Exclude the pictures; give every entry again exactly as written.

*** Source material Section Begins ***

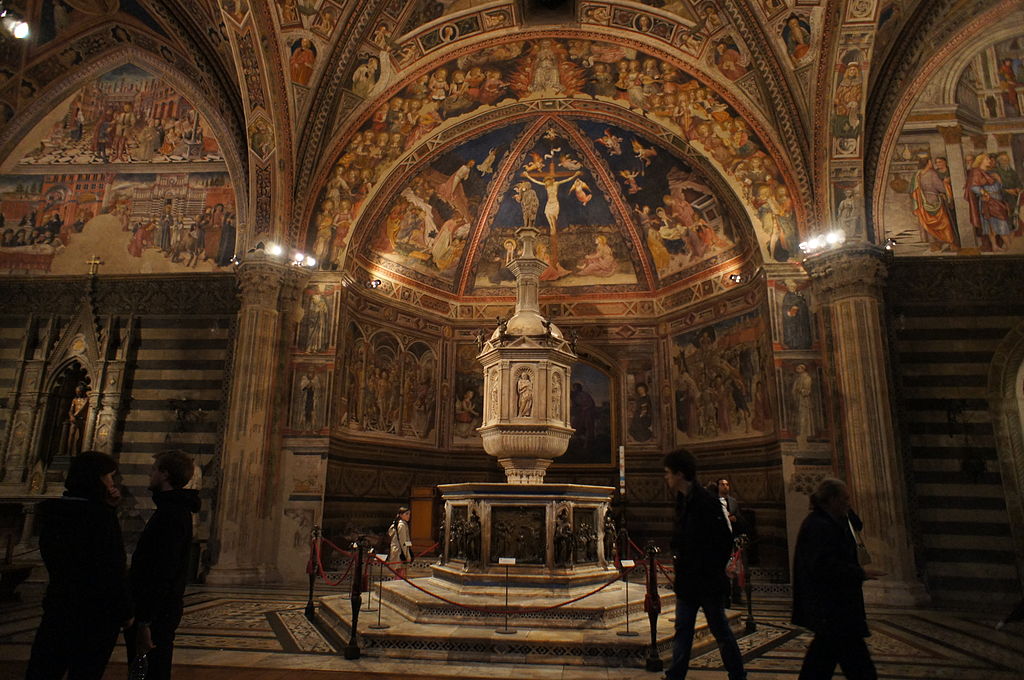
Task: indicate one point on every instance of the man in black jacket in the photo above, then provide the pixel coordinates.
(160, 564)
(827, 595)
(701, 544)
(86, 600)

*** Source material Section Ends ***

• _Output below_
Task: indicate one point on every instance of the man in black jacket in the photo above, then provide the pixel coordinates.
(160, 564)
(827, 595)
(701, 544)
(86, 600)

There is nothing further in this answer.